TASK REQUIREMENTS |
For every line below, set down an identical copy.

DATASET |

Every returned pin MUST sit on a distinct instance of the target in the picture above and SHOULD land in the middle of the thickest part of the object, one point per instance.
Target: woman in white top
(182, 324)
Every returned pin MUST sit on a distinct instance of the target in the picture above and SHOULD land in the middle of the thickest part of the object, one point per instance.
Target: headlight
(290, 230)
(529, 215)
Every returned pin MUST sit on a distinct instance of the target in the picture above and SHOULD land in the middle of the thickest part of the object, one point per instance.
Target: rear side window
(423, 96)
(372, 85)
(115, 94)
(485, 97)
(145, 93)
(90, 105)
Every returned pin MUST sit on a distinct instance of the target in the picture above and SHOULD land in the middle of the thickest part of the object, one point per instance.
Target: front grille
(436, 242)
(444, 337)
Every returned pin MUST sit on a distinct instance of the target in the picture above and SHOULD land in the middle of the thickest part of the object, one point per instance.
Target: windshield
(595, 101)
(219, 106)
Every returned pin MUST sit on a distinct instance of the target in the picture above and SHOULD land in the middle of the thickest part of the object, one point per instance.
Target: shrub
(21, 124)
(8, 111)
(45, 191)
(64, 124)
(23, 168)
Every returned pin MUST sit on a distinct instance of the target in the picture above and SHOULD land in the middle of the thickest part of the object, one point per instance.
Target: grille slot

OUTPUT FOR THIS EXERCISE |
Every returned pin MUST sit on a distinct instance of the target in the picture above and SHOULD land in the middle of the thickest part of the object, one point per instance.
Target: woman in white top
(182, 324)
Every returned pin MUST sit on a distinct instance of the target in the picture above and SHOULD land in the middle of the thickest part of the object, one point per instance.
Target: headlight
(290, 230)
(529, 215)
Every returned pin MUST sit on a distinct instance of the target in the picture above and SHOULD land in the middle of the thickest part of the object, one point per instance.
Target: rear side window
(423, 96)
(372, 85)
(115, 94)
(485, 97)
(145, 93)
(90, 105)
Every returned pin MUST sit on a distinct instance of the target in the picture above and SHOULD land in the middle of the thickest part of the object, one point per instance.
Target: front grille
(436, 242)
(444, 337)
Every returned pin MUST sit on a distinct instance of the target in the picture above and SHOULD land in the middle of the thickest part of the object, one point per instance.
Target: windshield
(595, 101)
(219, 106)
Every returned pin MUST sit on a distinct instance of the target in the picture above and SHOULD land in the middle of the thickest part of the object, one point per instance.
Target: shrub
(21, 124)
(8, 111)
(45, 191)
(64, 124)
(23, 168)
Every returned pin MUST sit on a distinct instance of the target in the picture above and SHOULD land in the middle of the thickest part of the object, one point per instance.
Target: grille slot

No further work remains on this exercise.